**Stated problem**. Every line of the material below must be repeated exactly.

**Exercise materials**.
=-=-=

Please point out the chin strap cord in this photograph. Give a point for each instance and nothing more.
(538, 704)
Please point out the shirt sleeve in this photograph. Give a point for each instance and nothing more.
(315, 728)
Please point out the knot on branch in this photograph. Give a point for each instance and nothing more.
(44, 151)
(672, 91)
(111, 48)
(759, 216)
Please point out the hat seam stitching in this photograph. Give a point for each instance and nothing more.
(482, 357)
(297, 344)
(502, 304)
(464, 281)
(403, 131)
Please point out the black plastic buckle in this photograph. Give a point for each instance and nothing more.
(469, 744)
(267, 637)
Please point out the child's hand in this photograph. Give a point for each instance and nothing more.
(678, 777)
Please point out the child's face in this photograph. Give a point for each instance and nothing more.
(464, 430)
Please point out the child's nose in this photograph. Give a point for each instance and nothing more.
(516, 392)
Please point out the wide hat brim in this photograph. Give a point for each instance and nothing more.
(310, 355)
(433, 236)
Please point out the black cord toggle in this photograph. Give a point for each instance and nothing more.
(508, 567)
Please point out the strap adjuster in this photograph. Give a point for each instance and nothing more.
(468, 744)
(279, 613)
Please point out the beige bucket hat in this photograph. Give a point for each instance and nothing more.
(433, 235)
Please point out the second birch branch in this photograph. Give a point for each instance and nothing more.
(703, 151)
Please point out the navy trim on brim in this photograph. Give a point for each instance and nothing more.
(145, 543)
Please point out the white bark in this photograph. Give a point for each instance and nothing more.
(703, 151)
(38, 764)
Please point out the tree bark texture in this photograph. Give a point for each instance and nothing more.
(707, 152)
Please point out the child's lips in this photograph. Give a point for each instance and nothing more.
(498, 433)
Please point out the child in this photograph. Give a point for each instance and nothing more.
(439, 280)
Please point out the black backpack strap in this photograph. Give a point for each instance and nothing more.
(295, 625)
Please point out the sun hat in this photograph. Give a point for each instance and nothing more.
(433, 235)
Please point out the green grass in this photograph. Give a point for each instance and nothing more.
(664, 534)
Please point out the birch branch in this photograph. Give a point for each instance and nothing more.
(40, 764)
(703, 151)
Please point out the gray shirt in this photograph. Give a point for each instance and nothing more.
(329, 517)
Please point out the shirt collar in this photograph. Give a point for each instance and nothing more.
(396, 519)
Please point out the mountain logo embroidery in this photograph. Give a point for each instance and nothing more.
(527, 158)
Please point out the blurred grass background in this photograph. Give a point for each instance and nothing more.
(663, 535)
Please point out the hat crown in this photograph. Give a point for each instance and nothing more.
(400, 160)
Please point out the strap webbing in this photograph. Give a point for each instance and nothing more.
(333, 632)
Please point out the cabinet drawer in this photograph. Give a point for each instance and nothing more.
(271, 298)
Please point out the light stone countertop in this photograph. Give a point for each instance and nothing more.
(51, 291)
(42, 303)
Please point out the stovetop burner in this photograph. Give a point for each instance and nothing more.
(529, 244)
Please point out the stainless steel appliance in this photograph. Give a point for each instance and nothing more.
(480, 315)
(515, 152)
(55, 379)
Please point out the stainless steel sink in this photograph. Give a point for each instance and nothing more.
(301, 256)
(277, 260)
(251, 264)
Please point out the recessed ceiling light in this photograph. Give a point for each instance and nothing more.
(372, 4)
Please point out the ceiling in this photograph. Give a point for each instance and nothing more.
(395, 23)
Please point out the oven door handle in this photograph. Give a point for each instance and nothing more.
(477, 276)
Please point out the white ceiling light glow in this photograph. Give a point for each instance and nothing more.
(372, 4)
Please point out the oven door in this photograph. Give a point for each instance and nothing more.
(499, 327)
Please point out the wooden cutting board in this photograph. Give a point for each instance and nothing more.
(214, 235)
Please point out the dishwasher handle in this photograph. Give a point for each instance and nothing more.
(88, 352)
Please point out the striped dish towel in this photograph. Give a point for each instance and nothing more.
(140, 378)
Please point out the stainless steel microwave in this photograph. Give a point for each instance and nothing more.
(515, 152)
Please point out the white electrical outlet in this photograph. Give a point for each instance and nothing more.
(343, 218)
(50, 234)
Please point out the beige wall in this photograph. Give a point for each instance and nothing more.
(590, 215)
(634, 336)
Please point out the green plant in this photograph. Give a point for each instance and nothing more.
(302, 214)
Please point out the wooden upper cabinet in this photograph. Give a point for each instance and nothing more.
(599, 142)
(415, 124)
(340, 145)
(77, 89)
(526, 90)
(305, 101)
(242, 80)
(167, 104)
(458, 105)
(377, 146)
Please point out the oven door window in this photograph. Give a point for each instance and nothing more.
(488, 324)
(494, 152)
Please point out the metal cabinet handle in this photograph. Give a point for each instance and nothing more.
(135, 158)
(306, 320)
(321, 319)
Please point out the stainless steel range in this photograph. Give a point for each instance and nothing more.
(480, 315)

=-=-=

**Result for this task**.
Please point out the chin strap cord in this photograph. Give a point for each instance and nothing more.
(538, 704)
Please point out the shirt sleeve in this photograph. Give a point for each instance and nothing more.
(315, 728)
Please point out the knot on branch in this photograph. Give a point for each instance and nothing more.
(44, 151)
(672, 91)
(111, 48)
(759, 216)
Please point out the hat seam stitching in this photograph. Give a point for each instance and nothing more.
(482, 357)
(297, 344)
(502, 304)
(464, 281)
(403, 131)
Please point out the black plastic buckle in this photograph. Give a point for each instance and nothing more.
(469, 744)
(267, 637)
Please point out the child's hand in this photograph. Give a point for each instance and nothing more.
(678, 777)
Please point out the child's face in this photograph. Give a point for each instance and nothing more.
(464, 430)
Please point out the child's nose in this photograph. Give a point for each instance and nothing more.
(516, 392)
Please point out the wide hat brim in this photograph. Give a point for each instance and nothing more.
(310, 355)
(433, 236)
Please point out the black cord toggle in this photograph. Give a point for each instance and nothing more.
(508, 567)
Please point out the strap adjuster in this photograph. Give a point for each instance and nothing more.
(468, 744)
(279, 613)
Please point out the beige bucket hat in this photograph. Give a point for each instance and nothing more.
(433, 235)
Please point out the second birch branch in this photograph. Give a point for each instance and nothing more.
(703, 151)
Please point out the navy trim on brim in this photograph. Give a point for each instance and nothing more.
(145, 543)
Please point out the white bark in this photograph. Give a point for each instance and nothing more.
(703, 151)
(38, 764)
Please point out the tree bark texture in this photograph. Give a point for each instance and nothing more.
(707, 152)
Please point out the child's lips in this photograph. Give a point for each instance and nothing more.
(498, 433)
Please point out the child in this photograph. Give a point for each instance and nothing more.
(439, 280)
Please point out the black backpack strap in this photograph. Give a point for each instance and nothing more.
(295, 625)
Please point out the sun hat in this photograph. Give a point for each instance and nothing more.
(433, 235)
Please point out the green grass in this photograph. Give a point for each instance and nothing more.
(664, 534)
Please point out the birch branch in this photograph. Give a point for each instance and nothing more.
(40, 764)
(703, 151)
Please point out the gray shirt in this photograph. Give a point for each instance and nothing more.
(329, 517)
Please point out the shirt collar in this photograph. Give a point for each instance and nothing more.
(396, 519)
Please point out the mountain logo embroidery in this photograph. Give a point for each instance and nothing more.
(527, 158)
Please point out the blurred grass background in this photograph. Give a point for each instance and nothing more.
(663, 535)
Please point out the hat crown in this photograph. Give a point for each instance and nothing more.
(400, 160)
Please point out the strap webbing in this photograph. Give a point for each instance and nothing more.
(333, 632)
Please point out the cabinet drawer in this photograph. Give a point for each instance and nothing more.
(271, 298)
Please point out the light stone countertop in this photograph. Give a point for each instance and nothing more.
(51, 291)
(42, 303)
Please point out the stovetop burner in this photograph. Give a point for each instance and nothing more.
(529, 244)
Please point out the stainless steel appliance in this photograph. Give a point for each instance and nothing more.
(480, 315)
(515, 152)
(55, 379)
Please point out the stainless steel sink in this photograph. Give a point for each instance and nothing more.
(301, 256)
(277, 260)
(251, 264)
Please point out the recessed ceiling light in this photograph. Give a point for each instance and nothing more.
(372, 4)
Please point out the ceiling in this photograph. Give a point for each instance and nothing more.
(395, 23)
Please point out the oven door handle in this photograph. Give a point for each instance and nothing more.
(477, 276)
Please point out the white ceiling light glow in this photograph. Give a point for each instance and nothing more.
(372, 4)
Please point out the oven door in this photograph. Give a point for each instance and nothing more.
(499, 327)
Please point out the wooden cutting board in this photograph. Give a point for each instance and nothing more.
(214, 235)
Please point out the dishwasher handle in this photograph. Give a point for each instance and nothing more.
(88, 352)
Please point out the striped dish towel in this photograph. Give a point for each instance and nothing more.
(140, 378)
Please point out the stainless steel microwave in this photograph. Give a point for each instance and nothing more.
(515, 152)
Please point out the white electrical outlet in this photograph. Give a point for each instance and nothing more.
(343, 218)
(50, 234)
Please point out the beige wall in this photograph. Give a point for each instance and nothing more.
(590, 215)
(634, 336)
Please point out the green plant in this photograph. Give a point for each instance and nothing more.
(302, 214)
Please point out the wooden upper cabinet in this photograph. Give a point for each instance and nothing more.
(599, 142)
(415, 124)
(340, 145)
(77, 89)
(526, 90)
(305, 101)
(242, 80)
(167, 104)
(458, 105)
(377, 146)
Please point out the oven door window in this photograph. Give a point for each instance and nothing more.
(488, 324)
(494, 152)
Please point out the metal cabinet handle in this photograph. Give a point for each instance and nothing more.
(135, 158)
(306, 320)
(321, 319)
Please point out the stainless steel range in this photograph. Give a point for each instance and nothing more.
(480, 315)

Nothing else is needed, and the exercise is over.